WORKING DATA:
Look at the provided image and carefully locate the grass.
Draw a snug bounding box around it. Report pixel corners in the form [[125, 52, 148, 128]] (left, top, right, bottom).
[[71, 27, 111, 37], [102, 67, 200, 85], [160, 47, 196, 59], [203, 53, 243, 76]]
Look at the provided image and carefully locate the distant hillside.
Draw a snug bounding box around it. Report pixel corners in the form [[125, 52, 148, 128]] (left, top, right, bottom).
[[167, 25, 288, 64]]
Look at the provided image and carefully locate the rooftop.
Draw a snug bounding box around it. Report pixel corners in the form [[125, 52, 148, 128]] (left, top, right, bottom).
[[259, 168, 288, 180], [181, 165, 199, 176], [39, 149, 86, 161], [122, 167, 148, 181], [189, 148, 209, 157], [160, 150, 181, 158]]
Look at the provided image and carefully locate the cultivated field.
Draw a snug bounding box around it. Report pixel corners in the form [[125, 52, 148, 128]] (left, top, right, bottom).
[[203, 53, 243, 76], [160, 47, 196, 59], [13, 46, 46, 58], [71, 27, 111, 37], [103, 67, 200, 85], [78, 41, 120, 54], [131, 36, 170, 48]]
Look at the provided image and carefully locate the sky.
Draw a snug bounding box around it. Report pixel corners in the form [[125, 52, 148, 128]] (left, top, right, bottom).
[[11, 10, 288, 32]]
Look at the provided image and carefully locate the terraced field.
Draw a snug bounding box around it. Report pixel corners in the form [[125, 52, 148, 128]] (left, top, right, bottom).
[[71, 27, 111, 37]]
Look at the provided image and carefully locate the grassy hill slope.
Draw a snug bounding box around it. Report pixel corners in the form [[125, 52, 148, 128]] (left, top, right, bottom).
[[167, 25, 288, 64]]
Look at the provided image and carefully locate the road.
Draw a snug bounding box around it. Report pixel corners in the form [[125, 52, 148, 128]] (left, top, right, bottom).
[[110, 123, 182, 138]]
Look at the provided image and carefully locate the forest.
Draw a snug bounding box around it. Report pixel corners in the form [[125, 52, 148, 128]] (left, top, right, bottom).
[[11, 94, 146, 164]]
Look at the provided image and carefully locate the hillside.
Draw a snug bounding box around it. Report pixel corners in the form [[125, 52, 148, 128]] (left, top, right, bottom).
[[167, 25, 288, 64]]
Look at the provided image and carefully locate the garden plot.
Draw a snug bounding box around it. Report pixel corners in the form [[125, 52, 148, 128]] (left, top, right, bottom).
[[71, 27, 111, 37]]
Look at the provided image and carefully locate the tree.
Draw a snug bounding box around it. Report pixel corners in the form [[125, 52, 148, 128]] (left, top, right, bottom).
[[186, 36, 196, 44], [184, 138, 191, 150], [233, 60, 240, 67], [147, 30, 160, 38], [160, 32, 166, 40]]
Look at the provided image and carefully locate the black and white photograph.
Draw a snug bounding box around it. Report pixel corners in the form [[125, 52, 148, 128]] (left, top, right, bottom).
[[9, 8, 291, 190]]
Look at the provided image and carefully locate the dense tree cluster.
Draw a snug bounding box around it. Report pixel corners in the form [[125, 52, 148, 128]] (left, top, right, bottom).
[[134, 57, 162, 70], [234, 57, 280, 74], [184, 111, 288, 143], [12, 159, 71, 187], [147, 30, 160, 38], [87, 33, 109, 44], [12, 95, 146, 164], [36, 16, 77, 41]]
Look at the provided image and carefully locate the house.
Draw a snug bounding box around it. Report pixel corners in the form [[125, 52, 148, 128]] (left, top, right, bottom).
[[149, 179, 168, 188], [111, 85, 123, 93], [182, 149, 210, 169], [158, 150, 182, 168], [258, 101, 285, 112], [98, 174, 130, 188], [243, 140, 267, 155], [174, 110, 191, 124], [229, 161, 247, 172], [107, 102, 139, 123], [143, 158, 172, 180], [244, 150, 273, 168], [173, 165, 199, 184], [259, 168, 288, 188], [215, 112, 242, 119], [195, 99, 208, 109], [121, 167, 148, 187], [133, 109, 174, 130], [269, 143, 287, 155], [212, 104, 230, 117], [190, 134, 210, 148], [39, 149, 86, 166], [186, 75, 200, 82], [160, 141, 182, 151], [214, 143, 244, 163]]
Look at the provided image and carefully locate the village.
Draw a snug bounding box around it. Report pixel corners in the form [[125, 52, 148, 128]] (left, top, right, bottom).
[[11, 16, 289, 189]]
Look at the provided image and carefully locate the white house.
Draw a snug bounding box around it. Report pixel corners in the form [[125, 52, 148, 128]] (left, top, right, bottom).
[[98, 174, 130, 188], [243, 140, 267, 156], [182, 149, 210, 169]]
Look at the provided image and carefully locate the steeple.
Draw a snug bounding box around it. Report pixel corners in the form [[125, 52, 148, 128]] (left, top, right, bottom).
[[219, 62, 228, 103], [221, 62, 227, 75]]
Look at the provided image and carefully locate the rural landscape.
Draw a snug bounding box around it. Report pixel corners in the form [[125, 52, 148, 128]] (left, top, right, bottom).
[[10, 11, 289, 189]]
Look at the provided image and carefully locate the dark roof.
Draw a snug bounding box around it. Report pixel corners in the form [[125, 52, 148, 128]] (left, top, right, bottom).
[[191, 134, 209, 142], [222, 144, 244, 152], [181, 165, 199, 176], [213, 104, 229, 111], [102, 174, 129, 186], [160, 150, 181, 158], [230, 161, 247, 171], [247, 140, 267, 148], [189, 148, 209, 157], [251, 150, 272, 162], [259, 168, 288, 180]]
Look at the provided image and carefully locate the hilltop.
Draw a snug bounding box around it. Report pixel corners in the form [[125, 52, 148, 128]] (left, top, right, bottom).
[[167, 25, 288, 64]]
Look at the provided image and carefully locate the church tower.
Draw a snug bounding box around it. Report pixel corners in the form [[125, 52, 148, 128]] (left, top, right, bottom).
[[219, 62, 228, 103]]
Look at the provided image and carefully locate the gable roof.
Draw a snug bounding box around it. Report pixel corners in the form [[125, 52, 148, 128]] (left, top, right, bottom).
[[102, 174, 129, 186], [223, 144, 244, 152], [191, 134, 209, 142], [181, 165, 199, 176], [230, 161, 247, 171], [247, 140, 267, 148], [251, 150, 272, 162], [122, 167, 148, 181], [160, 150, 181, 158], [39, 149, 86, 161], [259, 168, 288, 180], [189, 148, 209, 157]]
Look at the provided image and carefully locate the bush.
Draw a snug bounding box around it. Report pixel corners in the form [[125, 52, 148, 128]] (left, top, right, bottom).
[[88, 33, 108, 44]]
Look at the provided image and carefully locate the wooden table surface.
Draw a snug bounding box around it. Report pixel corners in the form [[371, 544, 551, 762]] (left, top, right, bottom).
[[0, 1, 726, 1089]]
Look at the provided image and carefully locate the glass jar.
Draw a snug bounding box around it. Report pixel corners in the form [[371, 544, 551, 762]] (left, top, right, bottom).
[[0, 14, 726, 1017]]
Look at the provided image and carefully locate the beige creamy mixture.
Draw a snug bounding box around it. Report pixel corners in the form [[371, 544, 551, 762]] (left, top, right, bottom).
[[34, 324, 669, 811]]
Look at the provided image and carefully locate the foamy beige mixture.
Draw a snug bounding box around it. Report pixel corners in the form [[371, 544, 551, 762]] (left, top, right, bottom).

ACTIVITY: From the listing above, reproduce all the lines exactly.

RESULT OF THE TASK:
Look at the provided image and carefully locate the grass.
Draw a snug bounding box around it. Report pixel corners in the form [[125, 52, 148, 128]] (left, top, right, bottom).
[[71, 27, 111, 37], [102, 67, 200, 85], [160, 47, 196, 59], [203, 53, 243, 76]]
Look at the provided image and carefully locate the distant hillside.
Draw a snug bounding box around it. Report pixel corners in the form [[125, 52, 148, 128]] (left, top, right, bottom).
[[167, 25, 288, 64]]
Look at the provided image and carefully locate the rooftop.
Draw a snug bounding box around it. Report pixel corners in the form [[125, 52, 148, 128]] (left, top, right, bottom).
[[259, 168, 288, 180], [181, 165, 199, 176], [39, 149, 86, 161], [122, 167, 148, 181], [189, 148, 209, 157], [160, 150, 181, 158]]
Look at the provided image and carefully locate the cultivated field.
Draw a snug bounding box around it. Report pixel corners in the form [[125, 52, 148, 128]] (left, top, right, bottom).
[[203, 53, 243, 76], [160, 47, 196, 59], [13, 46, 46, 58], [71, 27, 111, 37], [103, 67, 200, 85], [78, 41, 120, 54], [131, 36, 170, 48]]
Look at the provided image and carefully locate the sky.
Draw a snug bounding box around it. Report pixel corners in the form [[125, 52, 148, 128]] (left, top, right, bottom).
[[11, 10, 288, 32]]
Look at the provided image and carefully locate the terraced field.
Draw a snug bounding box around it. Report pixel corners in the form [[125, 52, 148, 128]] (left, top, right, bottom).
[[71, 27, 111, 37]]
Look at the provided image and carefully locate the grassy hill slope.
Draw a snug bounding box around it. Report pixel corners in the form [[125, 52, 148, 128]] (left, top, right, bottom).
[[167, 25, 288, 64]]
Look at the provided image and carefully locate the road.
Draw a snug bounding box around it. Report pixel corners in the form [[125, 52, 148, 128]] (left, top, right, bottom).
[[110, 123, 182, 138]]
Look at the provided image and carefully locate the forest.
Draw a snug bounding box around it. Report pixel corners in the form [[125, 52, 148, 128]] (left, top, right, bottom).
[[11, 94, 146, 164]]
Look at the provided image and carefully locate the hillside.
Draw a snug bounding box around it. Report pixel corners in the form [[125, 52, 148, 128]] (left, top, right, bottom).
[[167, 25, 288, 64]]
Look at the provided image and carefully locate the garden plot.
Draw a snug bounding box around it. Report pixel corners in the form [[125, 52, 148, 128]] (left, top, right, bottom).
[[71, 27, 111, 37]]
Look at the provided image and carefully locate the tree.
Draw a snug bounding box around it. Report pixel corners in the form [[125, 52, 148, 128]] (left, top, right, bottom).
[[186, 36, 196, 44], [184, 138, 191, 150], [233, 60, 240, 67], [147, 30, 160, 38], [160, 32, 166, 40]]
Look at the provided image and carefully locate the black and white photograph.
Draw a snug bounding box around it. Report pixel corners in the form [[125, 52, 148, 128]] (left, top, right, bottom).
[[9, 8, 291, 190]]
Look at the provided image and carefully locate the dense tree cluster.
Draw a snug bounding box around it. Report pixel corners in the form [[125, 52, 148, 128]] (left, top, right, bottom).
[[134, 57, 162, 70], [234, 57, 280, 74], [184, 111, 288, 143], [12, 159, 71, 187], [147, 30, 160, 38], [87, 33, 109, 44], [12, 95, 146, 164], [36, 16, 77, 41]]
Look at the provided image and carefully locate the house.
Draw a snug bounding box around it. Report pixel corners in the form [[125, 52, 148, 128]] (left, top, right, bottom).
[[149, 179, 168, 188], [111, 85, 123, 93], [182, 149, 210, 169], [158, 150, 182, 168], [258, 101, 285, 112], [98, 174, 130, 188], [243, 140, 267, 155], [174, 110, 191, 124], [229, 161, 247, 172], [107, 102, 139, 123], [143, 158, 172, 180], [244, 150, 273, 168], [173, 165, 199, 184], [259, 168, 288, 188], [215, 112, 242, 119], [195, 99, 208, 109], [121, 167, 148, 187], [133, 109, 174, 130], [269, 143, 287, 155], [212, 104, 230, 117], [190, 134, 210, 148], [39, 149, 86, 166], [186, 75, 200, 82], [160, 141, 182, 151], [214, 143, 244, 163]]
Look at the provided image and carefully locate the village.
Draw a snug bounding box around it. Report pixel corners in the form [[125, 52, 148, 128]] (left, top, right, bottom).
[[11, 16, 289, 189]]
Look at the provided image and carefully locate the white house.
Draw a snug bounding box around it. Report pixel corners in the form [[125, 52, 148, 128]] (left, top, right, bottom).
[[98, 174, 130, 188], [243, 140, 267, 156], [182, 149, 210, 169]]
Look at the provided image and carefully locate the steeple.
Draw a snug bounding box around it. Report pixel corners in the form [[125, 52, 148, 128]] (left, top, right, bottom).
[[219, 62, 228, 103], [221, 62, 227, 75]]
Look at the provided image and carefully locate the rural landscape.
Draw a snug bounding box around it. Report pixel corners in the form [[125, 52, 148, 128]] (left, top, right, bottom).
[[10, 11, 289, 189]]
Look at the provided image and carefully locate the dark roof.
Draw a snug bounding box around it. Report pixel corners in the form [[125, 52, 148, 128]] (left, top, right, bottom).
[[191, 134, 209, 142], [222, 144, 244, 152], [181, 165, 199, 176], [213, 104, 229, 111], [102, 174, 129, 186], [160, 150, 181, 158], [230, 161, 247, 171], [247, 140, 267, 148], [189, 148, 209, 157], [251, 150, 272, 162], [259, 168, 288, 180]]
Look at the provided image and carefully locate the hilltop.
Draw a snug bounding box around it. Report pixel corners in the form [[125, 52, 148, 128]] (left, top, right, bottom).
[[167, 25, 288, 64]]
Look at the provided image and carefully locate the church tower.
Draw a snug bounding box around it. Report pixel corners in the form [[125, 52, 148, 128]] (left, top, right, bottom).
[[219, 62, 228, 103]]
Look at the provided image and carefully locate the gable roof.
Draw a snug bounding box around it. Report pixel corners in the form [[125, 52, 148, 128]] (left, top, right, bottom).
[[102, 174, 129, 186], [223, 144, 244, 152], [191, 134, 209, 142], [181, 165, 199, 176], [230, 161, 247, 171], [247, 140, 267, 148], [251, 150, 272, 162], [122, 167, 148, 181], [160, 150, 181, 158], [39, 149, 86, 161], [259, 168, 288, 180], [189, 148, 209, 157]]
Look at the provided image and carefully locate the bush.
Draw a snug bounding box around it. Report pixel corners in the form [[125, 52, 148, 128]] (left, top, right, bottom).
[[88, 33, 108, 44]]
Look at the provided image and carefully locate the wooden table surface.
Draw a snug bounding box around it. Report pixel corners in the form [[371, 544, 551, 762]] (left, top, right, bottom).
[[0, 1, 726, 1089]]
Look at the provided image and carefully locate the glass jar.
Draw a snug bounding box around it. Report pixel corners in the form [[371, 544, 551, 762]] (left, top, right, bottom).
[[0, 14, 726, 1017]]
Look at the provided image and carefully locate the beige creamy mixture.
Draw a snug bounding box around it. Report pixel corners in the form [[371, 544, 551, 762]] (left, top, right, bottom).
[[34, 324, 669, 811]]
Look at the provided image and carefully locate the foamy beige mixture.
Draw a snug bounding box around it. Report pixel corners in the form [[371, 544, 551, 762]] (left, top, right, bottom).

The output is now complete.